## What to do
Please reproduce word for word the part of the listing below that runs from the line containing "For this dataset, tag each instance of the ceiling fan light" through the end of the listing, and nothing else.

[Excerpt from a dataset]
====
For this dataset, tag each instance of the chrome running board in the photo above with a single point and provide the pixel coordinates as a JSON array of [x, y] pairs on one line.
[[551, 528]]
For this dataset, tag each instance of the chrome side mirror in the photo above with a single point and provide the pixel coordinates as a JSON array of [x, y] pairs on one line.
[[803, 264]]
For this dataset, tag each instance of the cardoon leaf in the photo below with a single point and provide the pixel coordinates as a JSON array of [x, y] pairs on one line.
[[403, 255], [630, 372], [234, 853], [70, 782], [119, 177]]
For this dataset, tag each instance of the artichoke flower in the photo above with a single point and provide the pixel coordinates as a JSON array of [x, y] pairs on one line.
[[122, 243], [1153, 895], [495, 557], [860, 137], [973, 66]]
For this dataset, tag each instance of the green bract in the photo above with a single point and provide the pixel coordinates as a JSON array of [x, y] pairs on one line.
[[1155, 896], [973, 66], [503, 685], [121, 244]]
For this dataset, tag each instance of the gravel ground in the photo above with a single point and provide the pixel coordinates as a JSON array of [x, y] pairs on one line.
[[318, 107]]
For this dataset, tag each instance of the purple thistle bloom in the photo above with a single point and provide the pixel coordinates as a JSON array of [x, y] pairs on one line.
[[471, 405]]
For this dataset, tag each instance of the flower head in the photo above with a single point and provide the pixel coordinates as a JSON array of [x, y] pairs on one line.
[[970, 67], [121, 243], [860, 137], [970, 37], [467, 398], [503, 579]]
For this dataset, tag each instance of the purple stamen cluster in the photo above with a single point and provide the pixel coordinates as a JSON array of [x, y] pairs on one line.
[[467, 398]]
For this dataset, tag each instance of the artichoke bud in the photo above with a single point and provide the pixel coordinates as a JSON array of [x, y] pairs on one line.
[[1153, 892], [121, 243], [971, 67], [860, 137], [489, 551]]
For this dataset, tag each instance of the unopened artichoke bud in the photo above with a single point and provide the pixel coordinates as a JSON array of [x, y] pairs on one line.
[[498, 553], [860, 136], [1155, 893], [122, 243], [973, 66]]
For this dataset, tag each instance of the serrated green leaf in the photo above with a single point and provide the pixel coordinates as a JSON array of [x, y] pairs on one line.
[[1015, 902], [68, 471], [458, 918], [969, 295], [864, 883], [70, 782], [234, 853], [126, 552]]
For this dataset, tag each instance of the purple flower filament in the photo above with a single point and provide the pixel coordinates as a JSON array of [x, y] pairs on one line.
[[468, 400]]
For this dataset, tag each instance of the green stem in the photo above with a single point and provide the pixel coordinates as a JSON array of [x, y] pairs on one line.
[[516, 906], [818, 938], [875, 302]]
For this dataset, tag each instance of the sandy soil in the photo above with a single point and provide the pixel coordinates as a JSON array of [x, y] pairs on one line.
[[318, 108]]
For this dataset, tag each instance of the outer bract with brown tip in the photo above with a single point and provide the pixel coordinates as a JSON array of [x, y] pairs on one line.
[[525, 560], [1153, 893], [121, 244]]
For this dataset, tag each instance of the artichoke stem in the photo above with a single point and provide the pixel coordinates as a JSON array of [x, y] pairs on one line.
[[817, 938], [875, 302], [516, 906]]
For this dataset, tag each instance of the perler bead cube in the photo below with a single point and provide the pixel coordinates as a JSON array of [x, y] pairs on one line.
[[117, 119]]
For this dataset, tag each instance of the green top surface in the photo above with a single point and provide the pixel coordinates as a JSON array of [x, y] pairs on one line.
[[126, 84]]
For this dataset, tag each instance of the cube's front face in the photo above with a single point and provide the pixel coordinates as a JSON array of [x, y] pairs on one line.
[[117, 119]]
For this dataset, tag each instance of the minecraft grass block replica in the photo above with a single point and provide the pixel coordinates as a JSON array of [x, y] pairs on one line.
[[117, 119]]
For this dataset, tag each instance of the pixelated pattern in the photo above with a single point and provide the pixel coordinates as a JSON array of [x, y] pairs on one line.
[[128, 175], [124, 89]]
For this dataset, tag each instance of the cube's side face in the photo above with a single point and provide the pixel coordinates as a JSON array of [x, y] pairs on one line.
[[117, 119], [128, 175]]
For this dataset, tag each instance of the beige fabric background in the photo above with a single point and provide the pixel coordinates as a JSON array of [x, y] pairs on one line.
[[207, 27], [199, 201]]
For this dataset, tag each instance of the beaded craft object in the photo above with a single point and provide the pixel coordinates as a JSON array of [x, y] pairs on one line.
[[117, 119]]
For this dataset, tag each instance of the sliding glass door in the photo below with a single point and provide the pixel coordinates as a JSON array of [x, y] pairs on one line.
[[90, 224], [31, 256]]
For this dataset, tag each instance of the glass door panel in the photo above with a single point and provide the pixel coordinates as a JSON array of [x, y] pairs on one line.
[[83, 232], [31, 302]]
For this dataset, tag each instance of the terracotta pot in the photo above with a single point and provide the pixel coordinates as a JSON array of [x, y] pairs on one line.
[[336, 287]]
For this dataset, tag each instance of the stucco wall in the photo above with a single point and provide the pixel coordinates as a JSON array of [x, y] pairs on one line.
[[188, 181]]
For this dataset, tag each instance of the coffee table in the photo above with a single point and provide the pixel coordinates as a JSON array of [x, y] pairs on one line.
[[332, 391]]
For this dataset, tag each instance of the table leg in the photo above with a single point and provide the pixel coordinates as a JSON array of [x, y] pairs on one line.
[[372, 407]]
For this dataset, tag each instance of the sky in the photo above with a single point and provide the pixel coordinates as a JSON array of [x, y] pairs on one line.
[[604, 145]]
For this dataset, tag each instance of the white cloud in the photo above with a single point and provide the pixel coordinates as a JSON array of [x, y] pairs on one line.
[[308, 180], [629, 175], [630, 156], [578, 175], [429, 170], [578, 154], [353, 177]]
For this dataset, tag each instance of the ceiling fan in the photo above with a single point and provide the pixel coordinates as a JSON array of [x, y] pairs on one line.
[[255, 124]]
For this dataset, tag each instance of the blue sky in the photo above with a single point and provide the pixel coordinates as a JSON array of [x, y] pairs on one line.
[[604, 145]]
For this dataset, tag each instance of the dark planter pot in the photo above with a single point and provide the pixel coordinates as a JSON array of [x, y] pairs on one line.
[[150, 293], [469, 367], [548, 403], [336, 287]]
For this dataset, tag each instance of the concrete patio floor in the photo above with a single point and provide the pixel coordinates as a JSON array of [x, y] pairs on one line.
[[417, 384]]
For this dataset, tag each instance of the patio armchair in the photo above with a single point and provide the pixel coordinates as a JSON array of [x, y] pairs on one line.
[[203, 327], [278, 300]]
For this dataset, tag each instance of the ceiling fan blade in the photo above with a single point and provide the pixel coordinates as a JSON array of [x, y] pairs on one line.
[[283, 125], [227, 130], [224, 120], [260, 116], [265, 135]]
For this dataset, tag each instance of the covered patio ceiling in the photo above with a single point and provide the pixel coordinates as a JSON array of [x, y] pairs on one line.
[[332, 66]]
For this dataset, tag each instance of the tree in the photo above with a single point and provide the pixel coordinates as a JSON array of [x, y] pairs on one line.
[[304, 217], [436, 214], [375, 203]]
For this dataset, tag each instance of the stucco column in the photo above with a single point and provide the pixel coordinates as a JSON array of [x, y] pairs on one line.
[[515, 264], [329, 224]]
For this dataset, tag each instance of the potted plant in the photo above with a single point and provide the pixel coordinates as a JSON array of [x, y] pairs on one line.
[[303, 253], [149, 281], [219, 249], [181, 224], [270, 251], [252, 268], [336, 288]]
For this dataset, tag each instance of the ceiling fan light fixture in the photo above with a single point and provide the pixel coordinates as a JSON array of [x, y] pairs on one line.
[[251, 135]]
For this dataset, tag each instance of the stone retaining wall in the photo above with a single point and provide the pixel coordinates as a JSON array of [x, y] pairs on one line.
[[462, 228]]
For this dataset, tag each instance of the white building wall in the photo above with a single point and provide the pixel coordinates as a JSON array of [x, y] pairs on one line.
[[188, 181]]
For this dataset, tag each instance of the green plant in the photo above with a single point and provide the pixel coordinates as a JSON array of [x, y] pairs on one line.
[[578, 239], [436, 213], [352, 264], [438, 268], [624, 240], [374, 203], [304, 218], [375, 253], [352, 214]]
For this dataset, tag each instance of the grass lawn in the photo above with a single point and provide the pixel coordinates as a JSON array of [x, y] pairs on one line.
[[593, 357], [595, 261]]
====
## Reply to the exercise
For this dataset, tag each instance of the ceiling fan light fixture in the photo above with a single point and provide the pixel coordinates as a JSON array of [x, y] pairs on one line.
[[251, 135]]
For this dataset, tag each instance of the stone retaining wall in the photo above with a single point and provide the pixel coordinates as a JSON array of [x, y] pairs on one line.
[[462, 228]]
For this dataset, tag each instance of the white building wall in the photo above with a single point and provide the pixel coordinates as a JSON array of [x, y] pairs on one line.
[[188, 181]]
For this dataset, tag each instance of the green plant in the photo above with a single point and provide the pixel coordinates as a JSON array of [x, y] pairs on one line.
[[578, 239], [436, 213], [352, 264], [438, 268], [624, 240], [374, 203], [304, 218], [375, 253], [352, 214]]
For this dataset, tag each instance of the grass lawn in the photo above with a single point and provide the pixel coordinates as a JSON array of [x, y] pairs on one line.
[[593, 357], [595, 261]]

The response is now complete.